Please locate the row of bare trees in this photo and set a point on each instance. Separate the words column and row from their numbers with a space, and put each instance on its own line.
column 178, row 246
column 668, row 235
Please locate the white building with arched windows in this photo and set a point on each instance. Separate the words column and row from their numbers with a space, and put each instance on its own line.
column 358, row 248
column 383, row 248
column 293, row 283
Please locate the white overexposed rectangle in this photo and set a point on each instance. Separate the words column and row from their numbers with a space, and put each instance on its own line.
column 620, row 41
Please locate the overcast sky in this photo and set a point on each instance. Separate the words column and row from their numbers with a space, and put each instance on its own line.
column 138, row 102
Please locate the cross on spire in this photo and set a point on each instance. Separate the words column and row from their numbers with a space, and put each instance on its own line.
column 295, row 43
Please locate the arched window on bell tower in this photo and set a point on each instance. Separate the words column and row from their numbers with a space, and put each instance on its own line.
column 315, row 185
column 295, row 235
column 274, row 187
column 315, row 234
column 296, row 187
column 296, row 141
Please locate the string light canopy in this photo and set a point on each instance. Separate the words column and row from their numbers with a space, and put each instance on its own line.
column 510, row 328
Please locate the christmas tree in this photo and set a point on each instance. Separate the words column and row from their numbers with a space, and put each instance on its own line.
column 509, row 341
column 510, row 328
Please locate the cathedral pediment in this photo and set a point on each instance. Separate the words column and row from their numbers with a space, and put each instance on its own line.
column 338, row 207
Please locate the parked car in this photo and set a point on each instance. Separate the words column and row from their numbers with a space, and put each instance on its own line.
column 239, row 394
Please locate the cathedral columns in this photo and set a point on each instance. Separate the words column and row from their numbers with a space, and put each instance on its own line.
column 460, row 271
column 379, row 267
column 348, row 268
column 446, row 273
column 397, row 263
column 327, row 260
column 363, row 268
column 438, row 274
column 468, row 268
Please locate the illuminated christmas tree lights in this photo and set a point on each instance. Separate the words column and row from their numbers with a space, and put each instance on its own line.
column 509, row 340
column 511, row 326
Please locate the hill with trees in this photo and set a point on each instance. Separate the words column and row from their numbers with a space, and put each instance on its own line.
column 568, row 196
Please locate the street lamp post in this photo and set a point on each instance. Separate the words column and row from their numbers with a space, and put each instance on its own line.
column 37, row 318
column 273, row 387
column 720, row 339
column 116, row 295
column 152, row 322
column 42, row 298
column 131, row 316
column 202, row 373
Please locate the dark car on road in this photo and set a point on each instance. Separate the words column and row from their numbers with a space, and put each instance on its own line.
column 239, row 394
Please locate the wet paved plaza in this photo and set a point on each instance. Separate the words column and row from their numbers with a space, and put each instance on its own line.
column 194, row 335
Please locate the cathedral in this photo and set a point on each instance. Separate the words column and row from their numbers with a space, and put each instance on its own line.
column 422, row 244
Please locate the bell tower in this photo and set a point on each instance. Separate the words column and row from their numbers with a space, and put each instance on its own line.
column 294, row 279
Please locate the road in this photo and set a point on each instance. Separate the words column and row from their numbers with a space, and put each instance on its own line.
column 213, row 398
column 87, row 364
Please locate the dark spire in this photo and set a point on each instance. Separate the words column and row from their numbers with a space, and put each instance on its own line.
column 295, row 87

+===+

▶ [TASK REQUIREMENTS] Write the lines out exactly, from the one with "Please locate the road" down to the last line of the listing, and leave out all others.

▶ [WRITTEN ANSWER]
Please locate the road in this photo and set a point on each instance. Separate the words column and row from their numbers with a space, and put each instance on its own line.
column 213, row 398
column 87, row 364
Please locate the dark spire in this photo and set a point on each instance. Separate the words column and row from their numbers with a space, and put each instance on its own line.
column 295, row 87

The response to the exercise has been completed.